Task to carry out
Please rewrite the listing below with "window pane" changed to "glass panel" and everything else left as it is.

Record excerpts
● ● ● ●
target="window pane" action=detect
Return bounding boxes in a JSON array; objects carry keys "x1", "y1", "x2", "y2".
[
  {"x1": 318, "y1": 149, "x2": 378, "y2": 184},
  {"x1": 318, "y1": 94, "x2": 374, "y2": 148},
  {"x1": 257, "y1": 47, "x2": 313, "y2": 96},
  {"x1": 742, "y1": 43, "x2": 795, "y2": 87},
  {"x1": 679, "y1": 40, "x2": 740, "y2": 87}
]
● ● ● ●
Solution
target="glass panel" action=detect
Return bounding boxes in a JSON array; objects carry keys "x1", "y1", "x2", "y2".
[
  {"x1": 318, "y1": 149, "x2": 378, "y2": 184},
  {"x1": 318, "y1": 94, "x2": 374, "y2": 148},
  {"x1": 257, "y1": 47, "x2": 313, "y2": 96},
  {"x1": 742, "y1": 43, "x2": 795, "y2": 87},
  {"x1": 679, "y1": 40, "x2": 740, "y2": 87}
]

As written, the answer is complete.